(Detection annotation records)
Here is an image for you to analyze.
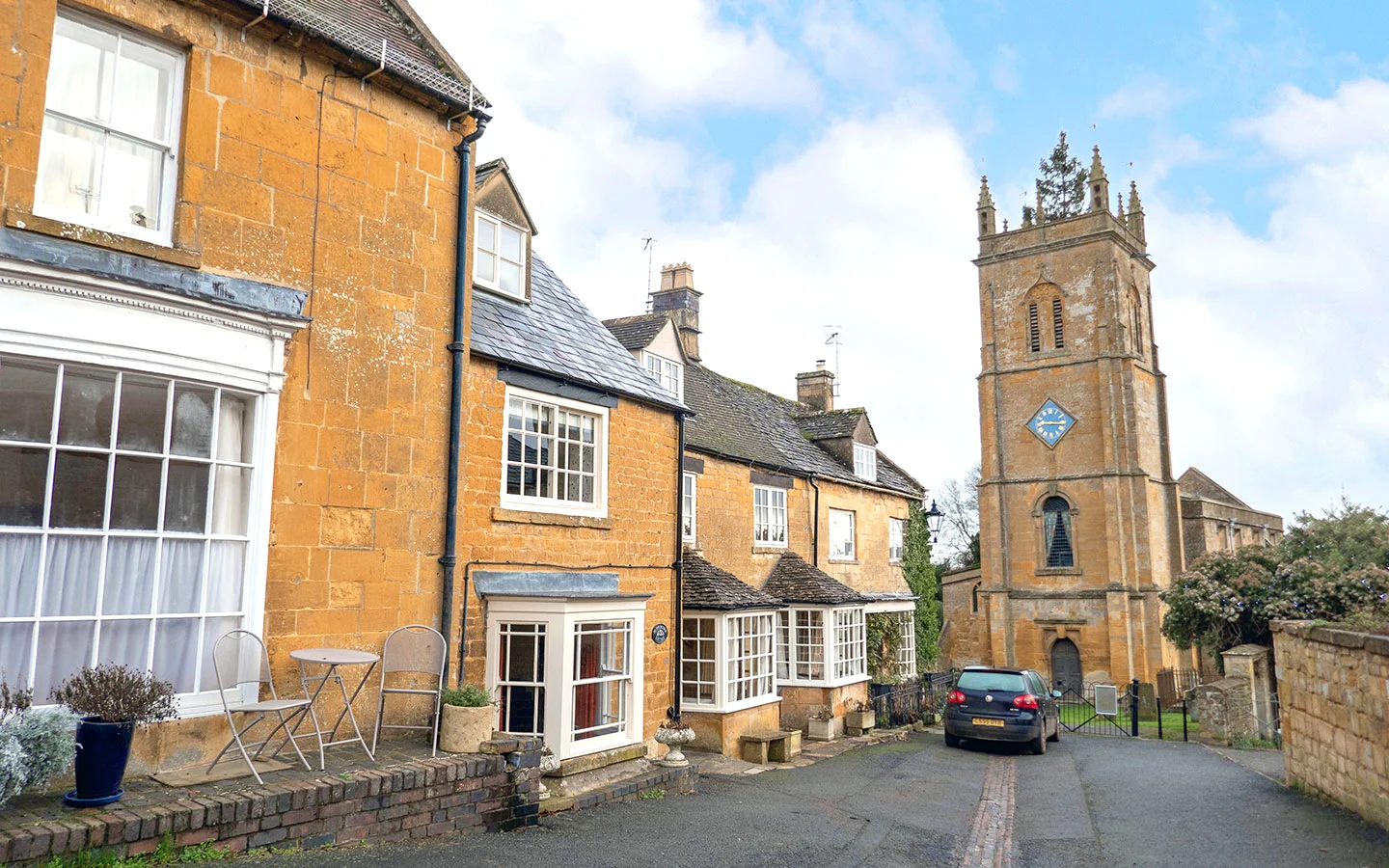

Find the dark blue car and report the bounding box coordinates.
[944,666,1061,754]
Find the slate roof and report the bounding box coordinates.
[603,313,671,350]
[763,552,867,606]
[228,0,490,111]
[681,553,785,611]
[685,364,925,499]
[473,255,685,410]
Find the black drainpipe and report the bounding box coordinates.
[439,111,492,683]
[668,413,685,722]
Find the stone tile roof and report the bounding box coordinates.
[603,313,671,350]
[473,256,685,410]
[763,552,867,606]
[681,553,785,611]
[685,364,925,499]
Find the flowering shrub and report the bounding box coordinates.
[1162,502,1389,654]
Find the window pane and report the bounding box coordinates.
[101,536,157,613]
[0,533,43,616]
[160,539,205,613]
[498,262,521,296]
[0,446,48,528]
[0,359,58,444]
[111,39,177,142]
[97,135,164,230]
[217,392,256,464]
[38,117,105,214]
[107,452,164,530]
[205,540,246,612]
[58,366,116,448]
[39,536,101,613]
[164,461,208,533]
[34,621,95,697]
[48,451,107,528]
[170,385,212,458]
[47,14,116,118]
[116,375,168,452]
[95,621,151,671]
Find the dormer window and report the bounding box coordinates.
[641,353,685,400]
[855,443,878,482]
[473,211,527,299]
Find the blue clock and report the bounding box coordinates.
[1028,398,1076,448]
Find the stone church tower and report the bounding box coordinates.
[973,149,1182,686]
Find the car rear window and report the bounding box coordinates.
[957,672,1028,693]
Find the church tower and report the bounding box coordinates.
[975,149,1182,688]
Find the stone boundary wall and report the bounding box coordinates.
[1272,621,1389,829]
[0,739,540,865]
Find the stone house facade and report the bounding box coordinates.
[606,264,925,752]
[0,0,486,768]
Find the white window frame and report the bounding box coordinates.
[887,518,907,564]
[498,386,609,518]
[681,609,780,714]
[473,209,530,301]
[681,473,698,543]
[752,485,790,549]
[828,508,858,561]
[641,350,685,400]
[485,596,647,760]
[34,6,187,247]
[776,604,868,688]
[0,254,304,718]
[855,443,878,482]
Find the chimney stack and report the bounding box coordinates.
[651,262,703,361]
[796,359,834,410]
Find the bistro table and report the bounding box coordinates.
[289,648,381,771]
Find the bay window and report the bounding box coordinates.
[776,606,868,686]
[34,7,185,244]
[681,611,776,711]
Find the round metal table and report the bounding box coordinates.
[289,648,381,771]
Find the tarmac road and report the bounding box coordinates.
[268,733,1389,868]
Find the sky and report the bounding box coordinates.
[414,0,1389,520]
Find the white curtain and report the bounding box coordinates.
[0,533,43,616]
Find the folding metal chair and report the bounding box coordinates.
[207,631,318,783]
[370,624,448,757]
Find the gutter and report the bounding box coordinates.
[439,111,492,685]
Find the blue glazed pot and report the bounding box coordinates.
[63,717,135,808]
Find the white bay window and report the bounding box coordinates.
[681,611,777,713]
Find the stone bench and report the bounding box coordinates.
[739,729,800,765]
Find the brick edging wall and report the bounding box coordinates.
[1272,621,1389,829]
[0,739,540,865]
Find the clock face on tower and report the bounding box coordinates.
[1028,398,1076,448]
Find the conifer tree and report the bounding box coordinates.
[1036,129,1086,221]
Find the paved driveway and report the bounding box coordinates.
[274,733,1389,868]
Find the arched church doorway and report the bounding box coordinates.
[1051,638,1080,693]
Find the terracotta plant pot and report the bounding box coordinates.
[439,706,498,754]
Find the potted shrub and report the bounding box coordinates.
[0,682,76,805]
[439,685,498,754]
[51,664,177,808]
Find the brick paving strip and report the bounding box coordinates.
[960,757,1019,868]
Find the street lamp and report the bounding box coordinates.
[926,500,946,543]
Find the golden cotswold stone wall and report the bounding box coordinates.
[1273,621,1389,829]
[0,0,467,761]
[458,357,679,739]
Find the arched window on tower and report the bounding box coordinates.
[1042,496,1076,567]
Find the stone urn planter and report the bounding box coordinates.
[439,685,498,754]
[656,722,694,768]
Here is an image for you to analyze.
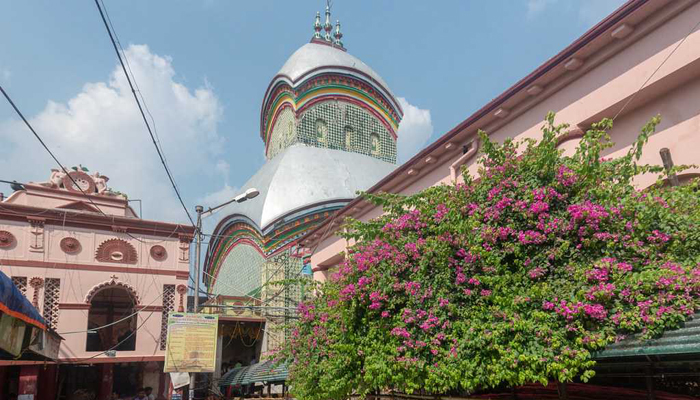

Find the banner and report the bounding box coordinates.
[163,313,219,372]
[170,372,190,390]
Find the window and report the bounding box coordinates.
[369,133,382,156]
[316,118,328,144]
[345,125,355,151]
[85,286,137,351]
[44,278,61,329]
[160,285,175,350]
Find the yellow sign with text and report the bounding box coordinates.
[163,313,219,372]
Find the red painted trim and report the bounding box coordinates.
[0,259,189,279]
[24,183,129,207]
[0,356,165,367]
[299,0,649,248]
[58,303,90,310]
[219,315,265,322]
[0,302,46,331]
[139,306,163,312]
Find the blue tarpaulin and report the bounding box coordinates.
[0,272,46,330]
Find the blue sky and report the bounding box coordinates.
[0,0,622,222]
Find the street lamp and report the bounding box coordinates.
[194,188,260,313]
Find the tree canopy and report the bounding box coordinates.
[282,114,700,400]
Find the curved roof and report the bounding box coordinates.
[277,43,388,90]
[211,144,396,231]
[263,42,402,112]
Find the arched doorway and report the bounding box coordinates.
[85,286,138,351]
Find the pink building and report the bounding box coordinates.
[300,0,700,398]
[300,0,700,280]
[0,168,194,400]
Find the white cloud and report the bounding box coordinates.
[197,183,240,233]
[398,97,433,163]
[0,45,224,222]
[214,160,231,182]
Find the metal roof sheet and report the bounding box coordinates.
[595,313,700,359]
[219,361,289,386]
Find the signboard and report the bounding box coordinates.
[163,313,219,372]
[170,372,190,390]
[0,313,27,357]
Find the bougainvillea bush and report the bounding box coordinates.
[284,114,700,400]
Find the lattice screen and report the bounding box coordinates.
[296,101,396,163]
[267,100,396,163]
[267,108,297,162]
[160,285,175,350]
[212,243,265,297]
[44,278,61,329]
[12,276,27,297]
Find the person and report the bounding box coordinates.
[134,388,148,400]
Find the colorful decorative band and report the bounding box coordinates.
[261,73,402,146]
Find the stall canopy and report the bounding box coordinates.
[0,272,46,330]
[219,361,289,386]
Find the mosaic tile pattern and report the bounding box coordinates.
[160,285,175,350]
[212,243,265,296]
[44,278,61,330]
[12,276,27,297]
[267,101,396,163]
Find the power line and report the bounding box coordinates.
[95,0,194,226]
[613,15,700,121]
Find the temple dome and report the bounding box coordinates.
[275,42,394,97]
[211,144,396,232]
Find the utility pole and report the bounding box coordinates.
[194,206,204,313]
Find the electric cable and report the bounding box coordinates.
[95,0,195,226]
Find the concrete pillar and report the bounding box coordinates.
[97,363,114,399]
[214,331,224,379]
[38,364,58,400]
[0,367,10,400]
[17,365,39,399]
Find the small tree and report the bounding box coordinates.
[284,114,700,400]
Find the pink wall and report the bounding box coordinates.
[0,186,189,362]
[307,2,700,268]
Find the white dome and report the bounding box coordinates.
[211,144,396,233]
[277,43,388,90]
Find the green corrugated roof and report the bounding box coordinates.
[595,313,700,359]
[219,361,289,386]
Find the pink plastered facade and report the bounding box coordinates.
[301,0,700,281]
[0,171,194,398]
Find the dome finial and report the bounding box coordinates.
[313,11,323,40]
[333,20,343,47]
[323,0,333,42]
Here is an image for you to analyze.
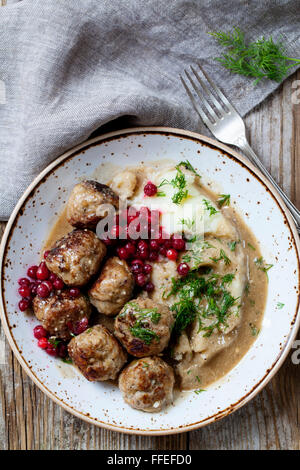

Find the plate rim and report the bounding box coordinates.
[0,126,300,436]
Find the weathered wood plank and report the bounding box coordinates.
[190,72,300,449]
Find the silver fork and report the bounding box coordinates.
[180,64,300,234]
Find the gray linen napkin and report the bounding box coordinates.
[0,0,300,220]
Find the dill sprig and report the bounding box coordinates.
[168,272,238,337]
[209,28,300,85]
[217,194,230,208]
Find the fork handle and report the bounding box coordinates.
[235,138,300,234]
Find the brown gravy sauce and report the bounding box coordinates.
[43,167,268,390]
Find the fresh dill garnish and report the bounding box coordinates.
[182,235,214,270]
[217,194,230,208]
[249,323,260,336]
[209,28,300,85]
[244,282,250,296]
[203,199,219,216]
[179,219,196,230]
[254,256,274,279]
[130,326,160,345]
[158,165,188,204]
[222,274,234,286]
[177,160,201,178]
[120,302,161,345]
[209,249,231,266]
[120,302,161,325]
[227,240,241,251]
[62,357,73,364]
[247,242,256,251]
[168,271,238,337]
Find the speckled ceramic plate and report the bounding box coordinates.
[1,128,300,435]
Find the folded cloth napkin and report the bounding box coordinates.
[0,0,300,220]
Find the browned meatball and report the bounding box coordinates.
[67,181,119,228]
[68,325,127,382]
[89,256,134,315]
[33,290,91,340]
[119,356,175,413]
[46,229,106,286]
[115,298,174,357]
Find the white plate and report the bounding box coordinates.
[1,128,300,434]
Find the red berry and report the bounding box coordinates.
[27,266,38,279]
[149,251,158,262]
[167,248,178,261]
[138,240,148,252]
[135,274,147,287]
[18,277,30,286]
[159,246,167,256]
[49,273,57,283]
[33,325,49,339]
[18,286,31,297]
[164,240,173,250]
[46,342,57,357]
[143,264,152,274]
[38,337,49,349]
[136,250,149,260]
[117,246,129,259]
[131,259,144,274]
[42,281,53,292]
[145,282,154,292]
[36,261,50,281]
[172,238,185,251]
[144,181,157,197]
[99,232,114,246]
[36,282,50,299]
[57,343,68,359]
[125,242,135,257]
[110,225,121,240]
[53,277,64,290]
[74,318,89,335]
[19,299,30,312]
[69,287,80,299]
[150,240,159,251]
[29,282,39,295]
[177,263,190,276]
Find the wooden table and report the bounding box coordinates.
[0,72,300,450]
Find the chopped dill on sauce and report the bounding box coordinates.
[217,194,230,208]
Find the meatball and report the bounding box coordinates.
[119,356,175,413]
[89,256,134,315]
[68,325,127,382]
[67,181,119,228]
[115,298,174,357]
[33,290,91,341]
[46,229,106,286]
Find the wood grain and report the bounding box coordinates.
[0,71,300,450]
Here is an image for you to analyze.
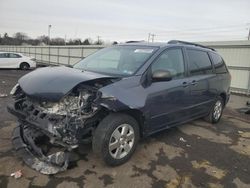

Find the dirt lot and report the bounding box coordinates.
[0,70,250,188]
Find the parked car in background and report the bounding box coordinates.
[8,41,231,174]
[0,52,36,70]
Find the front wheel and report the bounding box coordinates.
[92,113,139,166]
[20,62,30,70]
[205,97,224,123]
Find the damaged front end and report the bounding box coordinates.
[8,79,112,174]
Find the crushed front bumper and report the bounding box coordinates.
[12,125,69,174]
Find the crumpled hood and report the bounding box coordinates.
[18,66,113,102]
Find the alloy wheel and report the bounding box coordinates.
[109,124,135,159]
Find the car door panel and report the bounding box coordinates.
[145,48,190,132]
[187,49,216,118]
[146,79,190,131]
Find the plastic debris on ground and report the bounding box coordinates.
[180,137,187,142]
[10,170,23,179]
[0,93,8,98]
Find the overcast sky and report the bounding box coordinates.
[0,0,250,41]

▶ Exercise: Copy out the lines from the one containing "Find the dormer" through the one containing "[973,149,1182,686]", both included, with nothing changed.

▶ Task solution:
Find the dormer window and report the bounding box coordinates.
[641,353,685,400]
[855,443,878,482]
[473,211,527,299]
Find the blue clock and report the bounding box coordinates.
[1028,398,1076,448]
Find the stone church tower and report the bounding box coordinates.
[973,149,1182,686]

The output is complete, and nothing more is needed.